Examine each line of the listing below. Copy those in which the string "shoreline" appears.

── Supplied records

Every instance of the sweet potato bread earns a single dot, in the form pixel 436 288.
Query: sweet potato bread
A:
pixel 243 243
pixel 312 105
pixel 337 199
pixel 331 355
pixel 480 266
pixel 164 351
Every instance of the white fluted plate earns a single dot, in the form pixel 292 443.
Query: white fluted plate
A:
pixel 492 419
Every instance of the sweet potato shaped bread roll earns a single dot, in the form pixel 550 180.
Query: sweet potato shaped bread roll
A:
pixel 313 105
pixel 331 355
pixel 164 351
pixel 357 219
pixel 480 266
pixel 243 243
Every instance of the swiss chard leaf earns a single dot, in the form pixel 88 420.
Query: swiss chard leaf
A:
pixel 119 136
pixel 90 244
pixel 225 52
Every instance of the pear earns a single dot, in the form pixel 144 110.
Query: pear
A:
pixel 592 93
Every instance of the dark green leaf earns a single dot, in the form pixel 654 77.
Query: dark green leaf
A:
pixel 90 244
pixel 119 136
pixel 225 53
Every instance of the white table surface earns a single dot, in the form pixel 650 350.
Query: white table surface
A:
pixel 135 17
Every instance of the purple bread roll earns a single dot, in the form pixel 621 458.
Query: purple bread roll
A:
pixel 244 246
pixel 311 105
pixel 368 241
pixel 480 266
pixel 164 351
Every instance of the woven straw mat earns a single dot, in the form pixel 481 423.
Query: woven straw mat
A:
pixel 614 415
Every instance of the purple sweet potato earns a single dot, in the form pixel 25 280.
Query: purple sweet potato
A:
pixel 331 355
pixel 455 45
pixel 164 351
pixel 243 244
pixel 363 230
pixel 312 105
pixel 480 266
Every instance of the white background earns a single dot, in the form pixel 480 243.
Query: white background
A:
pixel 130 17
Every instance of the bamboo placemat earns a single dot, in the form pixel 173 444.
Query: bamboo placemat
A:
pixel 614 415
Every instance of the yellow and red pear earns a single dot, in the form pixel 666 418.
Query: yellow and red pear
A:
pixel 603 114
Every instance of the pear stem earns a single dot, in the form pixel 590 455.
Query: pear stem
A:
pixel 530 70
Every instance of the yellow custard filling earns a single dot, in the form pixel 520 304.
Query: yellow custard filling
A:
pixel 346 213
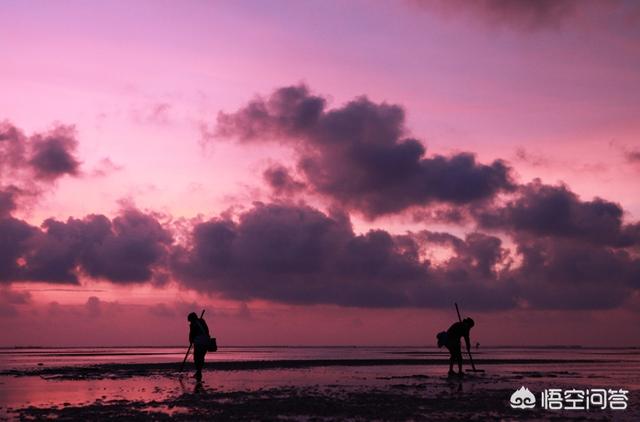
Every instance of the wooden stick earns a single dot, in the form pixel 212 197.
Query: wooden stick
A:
pixel 189 349
pixel 468 350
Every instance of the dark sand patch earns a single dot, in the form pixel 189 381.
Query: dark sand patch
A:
pixel 120 371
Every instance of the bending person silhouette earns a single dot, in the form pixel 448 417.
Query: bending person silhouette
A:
pixel 454 334
pixel 199 337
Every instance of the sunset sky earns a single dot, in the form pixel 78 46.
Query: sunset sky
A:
pixel 319 172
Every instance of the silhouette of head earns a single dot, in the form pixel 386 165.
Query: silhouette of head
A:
pixel 469 322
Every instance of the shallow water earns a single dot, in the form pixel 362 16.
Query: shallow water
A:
pixel 607 368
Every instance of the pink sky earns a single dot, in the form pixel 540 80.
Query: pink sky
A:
pixel 556 98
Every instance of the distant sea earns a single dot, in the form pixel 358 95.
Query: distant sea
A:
pixel 620 365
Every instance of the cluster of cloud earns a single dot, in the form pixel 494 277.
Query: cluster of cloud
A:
pixel 568 253
pixel 358 155
pixel 28 164
pixel 532 15
pixel 527 245
pixel 126 249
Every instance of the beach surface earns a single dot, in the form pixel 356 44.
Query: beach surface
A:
pixel 314 384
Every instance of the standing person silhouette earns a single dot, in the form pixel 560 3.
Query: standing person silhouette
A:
pixel 455 333
pixel 199 337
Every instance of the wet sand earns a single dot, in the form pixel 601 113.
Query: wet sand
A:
pixel 299 390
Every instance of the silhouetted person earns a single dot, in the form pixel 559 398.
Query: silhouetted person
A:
pixel 456 332
pixel 199 337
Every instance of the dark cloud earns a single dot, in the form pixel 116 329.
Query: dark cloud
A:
pixel 125 249
pixel 14 237
pixel 633 156
pixel 569 274
pixel 281 182
pixel 11 300
pixel 52 153
pixel 297 254
pixel 524 15
pixel 29 164
pixel 358 154
pixel 8 200
pixel 545 210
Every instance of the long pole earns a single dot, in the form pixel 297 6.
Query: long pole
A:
pixel 468 350
pixel 191 344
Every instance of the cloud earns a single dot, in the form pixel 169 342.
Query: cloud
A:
pixel 297 254
pixel 52 153
pixel 281 182
pixel 633 156
pixel 105 167
pixel 123 250
pixel 545 210
pixel 522 15
pixel 569 274
pixel 358 154
pixel 10 300
pixel 30 164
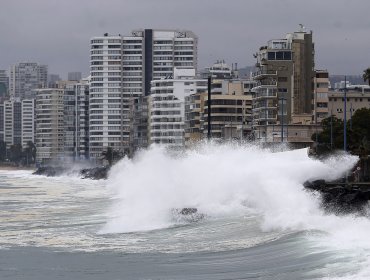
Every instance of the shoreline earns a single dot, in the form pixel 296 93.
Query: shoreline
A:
pixel 15 168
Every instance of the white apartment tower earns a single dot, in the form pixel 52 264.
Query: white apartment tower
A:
pixel 167 107
pixel 25 77
pixel 122 68
pixel 49 125
pixel 28 121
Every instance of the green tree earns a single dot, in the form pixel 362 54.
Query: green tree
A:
pixel 111 155
pixel 15 153
pixel 330 126
pixel 366 75
pixel 359 135
pixel 30 153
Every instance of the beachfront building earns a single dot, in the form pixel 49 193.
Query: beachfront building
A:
pixel 76 120
pixel 122 68
pixel 4 84
pixel 231 108
pixel 320 96
pixel 28 122
pixel 356 99
pixel 12 122
pixel 49 125
pixel 25 77
pixel 283 92
pixel 167 106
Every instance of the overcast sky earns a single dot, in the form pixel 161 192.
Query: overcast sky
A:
pixel 57 32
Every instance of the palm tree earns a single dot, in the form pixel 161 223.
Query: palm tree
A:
pixel 111 155
pixel 366 75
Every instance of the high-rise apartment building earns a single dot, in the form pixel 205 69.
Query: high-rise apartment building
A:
pixel 74 76
pixel 28 121
pixel 12 122
pixel 283 93
pixel 122 68
pixel 320 96
pixel 18 123
pixel 25 77
pixel 76 120
pixel 49 125
pixel 4 84
pixel 167 106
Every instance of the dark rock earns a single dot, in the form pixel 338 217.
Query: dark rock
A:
pixel 340 198
pixel 188 211
pixel 49 171
pixel 96 173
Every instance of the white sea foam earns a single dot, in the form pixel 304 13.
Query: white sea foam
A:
pixel 219 180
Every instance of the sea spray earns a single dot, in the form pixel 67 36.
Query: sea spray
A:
pixel 218 180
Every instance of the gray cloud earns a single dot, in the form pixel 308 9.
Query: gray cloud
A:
pixel 57 33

────

| Exercise response |
Every instance of the shoreline earns a single dot, in the form pixel 296 93.
Query: shoreline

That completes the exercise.